[SET PROBLEM 1]:
Go through the listing from the line containing "the cat's eye" down to the end of the listing, and write all of those lines out again, requests included. In the answers, multiply every point coordinate by 1.2 and round it to a whole number, with halves rounding up.

[DOCUMENT SECTION]:
Once your function is done, you can use it to plot any of the utility functions, for example the log utility function:

In [None]:
fig, axis = plt.subplots()
plot_utility(axis, 'log')

In [None]:
"""Check that plot_utility is correct"""
from numpy.testing import assert_array_equal
from nose.tools import assert_equal

functions = ['linear', 'log', 'sqrt', 'negexp']
fig, axes = plt.subplots(1, 4)
for i in range(len(functions)):
    axis = axes[i]
    plot_utility(axis, functions[i])
    
    # check that only one thing is plotted
    assert_equal(len(axis.lines), 1)
    
    # check the xdata
    assert_array_equal(axis.lines[0].get_xdata(), np.arange(100, 500100, 100))
    # check the ydata
    assert_array_equal(axis.lines[0].get_ydata(), utility(np.arange(100, 500100, 100), functions[i]))
    
    # check the axis labels
    assert axis.get_xlabel() != ''
    assert axis.get_ylabel() != ''
    
    # check the title
    assert functions[i] in axis.get_title(), "the utility function name is not in the plot title"
plt.close()
  
# make sure it calls the utility function
fig, axis = plt.subplots()
old_utility = utility
del utility
try:
    plot_utility(axis, 'log')
except NameError:
    pass
else:
    raise AssertionError("plot_utility does not call utility")
finally:
    utility = old_utility
    del old_utility
    plt.close()
    
print("Success!")

---
## Part C (2 points)

<div class="alert alert-success">
Run the cell below to create plots for all four of the utility functions. Examine the slopes of these functions. How do the slopes vary? How do they relate to the amount of risk averseness in each utility function? Make sure you refer to *all* of the different functions in your answer.

[SET PROBLEM 2]:
Output the part of the utility function notebook that runs from "from numpy.testing import" down to "assert_equal(len(axis.lines), 1)", copied word for word.

[EXCERPTED RECORDS]:
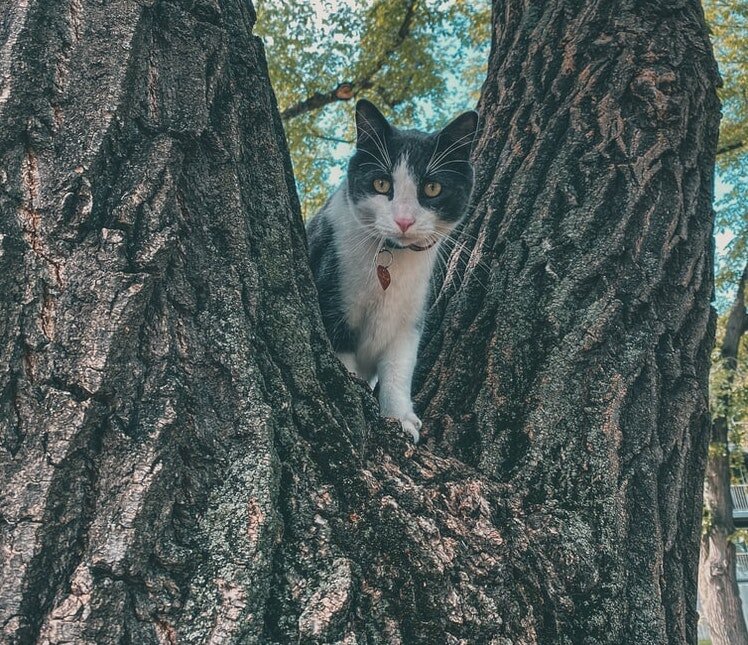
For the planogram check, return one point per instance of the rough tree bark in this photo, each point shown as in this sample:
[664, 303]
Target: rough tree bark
[571, 362]
[718, 587]
[184, 460]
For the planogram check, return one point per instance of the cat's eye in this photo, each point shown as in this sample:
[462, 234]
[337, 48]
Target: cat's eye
[432, 188]
[382, 186]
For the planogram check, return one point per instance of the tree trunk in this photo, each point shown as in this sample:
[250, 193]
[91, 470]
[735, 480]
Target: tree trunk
[570, 359]
[718, 587]
[183, 458]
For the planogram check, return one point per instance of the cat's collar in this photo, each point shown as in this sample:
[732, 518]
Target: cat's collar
[389, 245]
[385, 258]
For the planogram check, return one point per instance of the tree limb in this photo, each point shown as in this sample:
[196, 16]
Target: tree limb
[729, 147]
[347, 90]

[RESULT 1]:
For the planogram check, return one point per instance of the cat's eye in this photo, each point shown as in this sample:
[462, 234]
[337, 48]
Target: cat's eye
[518, 226]
[458, 223]
For the planogram check, return one point per instance of the tree trunk in this photo, each point shown as in this sample:
[250, 193]
[91, 470]
[735, 480]
Target: tree trunk
[684, 431]
[862, 704]
[220, 550]
For the planogram check, return one point per instance of the cat's collar in this photo, each point shown as in this sample:
[732, 518]
Target: cat's collar
[467, 294]
[462, 310]
For the planogram check, return one point per instance of the tree limb in this photo, each point shown as in this sample:
[196, 16]
Target: tree limb
[875, 176]
[416, 108]

[RESULT 2]:
from numpy.testing import assert_array_equal
from nose.tools import assert_equal

functions = ['linear', 'log', 'sqrt', 'negexp']
fig, axes = plt.subplots(1, 4)
for i in range(len(functions)):
    axis = axes[i]
    plot_utility(axis, functions[i])
    
    # check that only one thing is plotted
    assert_equal(len(axis.lines), 1)